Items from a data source
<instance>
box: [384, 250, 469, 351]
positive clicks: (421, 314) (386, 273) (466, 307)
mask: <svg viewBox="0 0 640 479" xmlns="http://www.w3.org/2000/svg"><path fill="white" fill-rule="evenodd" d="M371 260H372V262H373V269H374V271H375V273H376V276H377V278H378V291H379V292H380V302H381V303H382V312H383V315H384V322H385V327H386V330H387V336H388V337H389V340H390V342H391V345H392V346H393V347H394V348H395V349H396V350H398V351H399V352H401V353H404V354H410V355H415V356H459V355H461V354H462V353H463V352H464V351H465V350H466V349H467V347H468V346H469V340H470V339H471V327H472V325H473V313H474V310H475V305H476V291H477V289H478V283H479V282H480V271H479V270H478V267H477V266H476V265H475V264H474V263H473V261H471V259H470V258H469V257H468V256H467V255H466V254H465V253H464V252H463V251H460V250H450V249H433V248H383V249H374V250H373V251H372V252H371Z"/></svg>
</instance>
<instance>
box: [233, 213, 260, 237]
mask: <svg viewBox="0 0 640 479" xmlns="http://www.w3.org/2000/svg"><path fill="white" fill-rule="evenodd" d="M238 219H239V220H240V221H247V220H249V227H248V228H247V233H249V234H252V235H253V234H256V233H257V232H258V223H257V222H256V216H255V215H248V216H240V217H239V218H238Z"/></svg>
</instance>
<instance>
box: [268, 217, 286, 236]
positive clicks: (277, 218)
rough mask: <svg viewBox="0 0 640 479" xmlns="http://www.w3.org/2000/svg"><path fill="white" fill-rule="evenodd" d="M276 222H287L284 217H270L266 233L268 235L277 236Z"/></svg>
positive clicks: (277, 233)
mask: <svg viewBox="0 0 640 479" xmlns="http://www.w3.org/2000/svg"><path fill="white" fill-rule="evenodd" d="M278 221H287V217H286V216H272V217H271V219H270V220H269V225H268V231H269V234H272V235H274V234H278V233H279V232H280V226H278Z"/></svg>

■ **WORK INSTRUCTIONS**: Each line of the records above should be copied exactly.

■ **FINAL ANSWER**:
<instance>
box: [384, 250, 469, 351]
positive clicks: (421, 314) (386, 273) (466, 307)
mask: <svg viewBox="0 0 640 479" xmlns="http://www.w3.org/2000/svg"><path fill="white" fill-rule="evenodd" d="M371 260H372V262H373V269H374V271H375V273H376V276H377V278H378V291H379V292H380V302H381V303H382V312H383V315H384V322H385V327H386V330H387V336H388V337H389V340H390V342H391V345H392V346H393V347H394V348H395V349H396V350H398V351H399V352H401V353H404V354H410V355H415V356H459V355H461V354H462V353H463V352H464V351H465V350H466V349H467V347H468V346H469V340H470V339H471V327H472V325H473V313H474V310H475V305H476V291H477V289H478V283H479V282H480V271H479V270H478V267H477V266H476V265H475V264H474V263H473V261H471V259H470V258H469V257H468V256H467V255H466V254H465V253H464V252H463V251H460V250H450V249H433V248H383V249H374V250H373V251H372V252H371Z"/></svg>
</instance>
<instance>
box: [233, 213, 260, 237]
mask: <svg viewBox="0 0 640 479" xmlns="http://www.w3.org/2000/svg"><path fill="white" fill-rule="evenodd" d="M238 219H239V220H240V221H247V220H249V227H248V228H247V233H249V234H252V235H253V234H256V233H257V232H258V223H257V222H256V216H255V215H248V216H240V217H239V218H238Z"/></svg>
</instance>
<instance>
box: [268, 217, 286, 236]
positive clicks: (277, 218)
rough mask: <svg viewBox="0 0 640 479" xmlns="http://www.w3.org/2000/svg"><path fill="white" fill-rule="evenodd" d="M276 222H287L284 217H270L266 233L268 235L277 236Z"/></svg>
positive clicks: (277, 233)
mask: <svg viewBox="0 0 640 479" xmlns="http://www.w3.org/2000/svg"><path fill="white" fill-rule="evenodd" d="M278 221H287V217H286V216H272V217H271V219H270V220H269V225H268V231H269V234H272V235H274V234H278V233H279V232H280V226H278Z"/></svg>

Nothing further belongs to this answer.